[Text — start]

Mason Jar Salad with Moonshine Dressing

Aug 17, 2013

Fly guy is way better about eating raw veggies than I am.  For his first few flight trips he packed bags and jars of cut up raw veggies.  I got a stomach ache just looking at them.  After eating carrot sticks and loads of bells peppers for four days his stomach joined me.  What a love story right?  Two stomachs become one....

Well you have to add some protein silly!  Maybe some jazzy dressing, peppery arugula, and cheese if you must.

Fast forward to a week later and he's sitting in the pilot lounge scarfing his jazzy salad thinking jazzy thoughts about his jazzy wife.  Jazzy:  Bright, colorful, showy.  Ok, maybe I'm a little showy. Another pilot (probably enviously) laid eyes on his salad.

"Whatcha eatin there boy?  Mighty colorful"

'Uhh... salad'

"And that some moonshine dressing to go with it?"

Thank you Mr. Smart Aleck Pilot.  The name has stuck and now my children will be telling strangers that their mama makes moonshine for their daddy to fly with.

Moonshine Dressing aka Red Wine Vinaigrette

1/3 cup extra virgin olive oil
3 TB red wine vinegar
1 garlic clove minced or finely grated
1 tsp dijon mustard
salt and pepper to taste

Place all ingredients in a small jar with lid tightly screwed on and give it a good shake.

[Text — finish]
[Records supplied — start]

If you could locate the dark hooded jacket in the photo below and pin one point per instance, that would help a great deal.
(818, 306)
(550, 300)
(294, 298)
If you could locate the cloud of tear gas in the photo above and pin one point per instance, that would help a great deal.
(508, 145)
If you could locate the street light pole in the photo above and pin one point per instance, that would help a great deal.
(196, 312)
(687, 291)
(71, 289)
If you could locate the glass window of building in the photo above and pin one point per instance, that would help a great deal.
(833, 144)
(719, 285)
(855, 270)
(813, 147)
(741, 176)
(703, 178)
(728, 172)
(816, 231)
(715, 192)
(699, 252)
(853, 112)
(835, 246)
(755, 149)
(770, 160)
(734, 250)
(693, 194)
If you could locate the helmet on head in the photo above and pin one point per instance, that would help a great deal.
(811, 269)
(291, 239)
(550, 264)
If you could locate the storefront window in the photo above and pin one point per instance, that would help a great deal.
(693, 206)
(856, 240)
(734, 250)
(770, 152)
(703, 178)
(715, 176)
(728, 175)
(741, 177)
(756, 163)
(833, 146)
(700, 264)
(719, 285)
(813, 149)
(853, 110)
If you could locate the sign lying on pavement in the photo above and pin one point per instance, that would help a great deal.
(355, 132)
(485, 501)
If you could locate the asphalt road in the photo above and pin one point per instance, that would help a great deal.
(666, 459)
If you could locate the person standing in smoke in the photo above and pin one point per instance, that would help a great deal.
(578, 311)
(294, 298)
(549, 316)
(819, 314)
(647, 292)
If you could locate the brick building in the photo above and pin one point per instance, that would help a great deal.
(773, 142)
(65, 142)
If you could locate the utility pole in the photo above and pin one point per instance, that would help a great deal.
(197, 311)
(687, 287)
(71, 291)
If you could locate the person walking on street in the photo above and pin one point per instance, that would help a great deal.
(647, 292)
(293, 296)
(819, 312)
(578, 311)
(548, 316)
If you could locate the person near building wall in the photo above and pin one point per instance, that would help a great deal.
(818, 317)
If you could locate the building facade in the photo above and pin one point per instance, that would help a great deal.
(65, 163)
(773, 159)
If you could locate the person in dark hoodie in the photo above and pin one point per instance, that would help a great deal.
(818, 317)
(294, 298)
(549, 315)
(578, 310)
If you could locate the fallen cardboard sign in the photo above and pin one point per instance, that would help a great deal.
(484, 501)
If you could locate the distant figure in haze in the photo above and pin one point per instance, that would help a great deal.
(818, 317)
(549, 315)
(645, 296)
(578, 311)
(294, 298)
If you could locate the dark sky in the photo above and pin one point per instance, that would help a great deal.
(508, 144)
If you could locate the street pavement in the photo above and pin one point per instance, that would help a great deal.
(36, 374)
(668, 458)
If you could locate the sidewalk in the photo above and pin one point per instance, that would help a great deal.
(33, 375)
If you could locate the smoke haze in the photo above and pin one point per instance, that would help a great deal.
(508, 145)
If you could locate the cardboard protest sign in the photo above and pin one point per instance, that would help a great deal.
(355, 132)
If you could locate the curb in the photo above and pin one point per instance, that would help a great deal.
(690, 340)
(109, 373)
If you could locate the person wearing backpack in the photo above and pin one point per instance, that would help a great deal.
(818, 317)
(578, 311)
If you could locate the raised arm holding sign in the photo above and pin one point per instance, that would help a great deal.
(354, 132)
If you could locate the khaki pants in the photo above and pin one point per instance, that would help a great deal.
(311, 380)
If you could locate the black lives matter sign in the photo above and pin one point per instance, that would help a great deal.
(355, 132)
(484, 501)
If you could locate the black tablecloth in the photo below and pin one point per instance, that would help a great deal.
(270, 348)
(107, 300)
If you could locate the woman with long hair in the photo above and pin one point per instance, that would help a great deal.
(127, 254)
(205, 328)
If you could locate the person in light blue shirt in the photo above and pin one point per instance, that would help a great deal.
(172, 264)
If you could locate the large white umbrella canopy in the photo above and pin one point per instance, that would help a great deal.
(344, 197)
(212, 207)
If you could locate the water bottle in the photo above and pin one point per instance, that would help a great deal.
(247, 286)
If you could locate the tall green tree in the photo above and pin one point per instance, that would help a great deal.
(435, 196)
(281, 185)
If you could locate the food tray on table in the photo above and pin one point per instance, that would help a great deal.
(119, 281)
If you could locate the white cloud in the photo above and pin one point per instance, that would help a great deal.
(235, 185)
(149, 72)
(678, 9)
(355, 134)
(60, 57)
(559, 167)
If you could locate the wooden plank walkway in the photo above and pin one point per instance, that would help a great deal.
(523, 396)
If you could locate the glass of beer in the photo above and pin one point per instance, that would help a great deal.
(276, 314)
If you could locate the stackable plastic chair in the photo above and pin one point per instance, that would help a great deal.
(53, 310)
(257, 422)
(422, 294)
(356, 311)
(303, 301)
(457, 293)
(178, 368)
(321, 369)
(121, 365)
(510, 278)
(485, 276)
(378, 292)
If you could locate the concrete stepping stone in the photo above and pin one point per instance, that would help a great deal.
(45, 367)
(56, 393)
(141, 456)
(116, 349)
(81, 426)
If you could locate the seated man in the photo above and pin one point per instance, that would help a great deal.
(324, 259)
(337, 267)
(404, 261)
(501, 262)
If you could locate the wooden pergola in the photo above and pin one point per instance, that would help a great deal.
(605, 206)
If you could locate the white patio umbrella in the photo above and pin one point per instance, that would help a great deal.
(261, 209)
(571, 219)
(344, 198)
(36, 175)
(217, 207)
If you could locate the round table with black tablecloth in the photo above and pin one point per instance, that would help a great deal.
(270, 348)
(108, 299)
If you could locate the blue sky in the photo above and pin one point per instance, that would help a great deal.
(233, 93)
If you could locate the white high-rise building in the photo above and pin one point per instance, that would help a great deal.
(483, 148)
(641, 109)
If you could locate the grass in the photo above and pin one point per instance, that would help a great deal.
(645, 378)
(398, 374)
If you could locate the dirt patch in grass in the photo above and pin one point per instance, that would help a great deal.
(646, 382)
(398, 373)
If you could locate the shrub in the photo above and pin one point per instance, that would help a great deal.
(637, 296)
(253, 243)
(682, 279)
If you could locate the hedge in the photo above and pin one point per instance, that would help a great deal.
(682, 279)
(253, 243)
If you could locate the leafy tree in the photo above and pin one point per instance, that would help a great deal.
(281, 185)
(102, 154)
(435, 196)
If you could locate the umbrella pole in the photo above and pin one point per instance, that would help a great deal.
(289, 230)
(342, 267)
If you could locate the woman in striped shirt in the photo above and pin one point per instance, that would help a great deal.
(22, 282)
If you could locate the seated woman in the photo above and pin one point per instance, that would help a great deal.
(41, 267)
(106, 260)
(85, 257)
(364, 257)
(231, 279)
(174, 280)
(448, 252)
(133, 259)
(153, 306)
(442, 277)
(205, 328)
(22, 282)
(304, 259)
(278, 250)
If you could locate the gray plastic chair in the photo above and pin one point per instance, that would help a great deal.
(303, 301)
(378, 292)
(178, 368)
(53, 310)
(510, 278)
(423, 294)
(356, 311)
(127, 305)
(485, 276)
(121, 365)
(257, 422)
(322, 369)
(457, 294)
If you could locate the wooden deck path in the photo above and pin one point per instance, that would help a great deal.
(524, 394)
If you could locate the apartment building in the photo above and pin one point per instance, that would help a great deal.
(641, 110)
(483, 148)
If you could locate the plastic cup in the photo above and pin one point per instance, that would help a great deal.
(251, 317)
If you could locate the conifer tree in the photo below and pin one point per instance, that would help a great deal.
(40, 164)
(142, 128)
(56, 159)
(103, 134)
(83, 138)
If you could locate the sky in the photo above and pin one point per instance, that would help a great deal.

[Records supplied — finish]

> [Problem 1]: According to the mason jar salad post, why is the red wine vinaigrette called Moonshine Dressing?
> [Problem 2]: Continue the mason jar salad post after its last sentence.

> [Written reply 1]: Another pilot in the pilot lounge saw the colorful salad and asked whether that was some moonshine dressing to go with it. The name stuck after that.

> [Written reply 2]:
Mason Jar Salad

These are straight forward but there is a method that will keep everything fresh longer.  These jars should last refrigerated for several days.
  • Dressing goes on bottom. We use 2 TB.
  • Then choose some firm veggies you don't mind soaking in dressing.  This is a great place to tame your raw onions.
  • Then a layer of grains or protein.  Beans, meat, eggs, quinoa, ect.
  • Last comes the greens.  It is important these are dry or your salad will break down quickly.
Store upright and then give a few good shakes before digging in.
Air travel, car travel, down the street to the park travel. Healthy food to pack no matter how you picnic.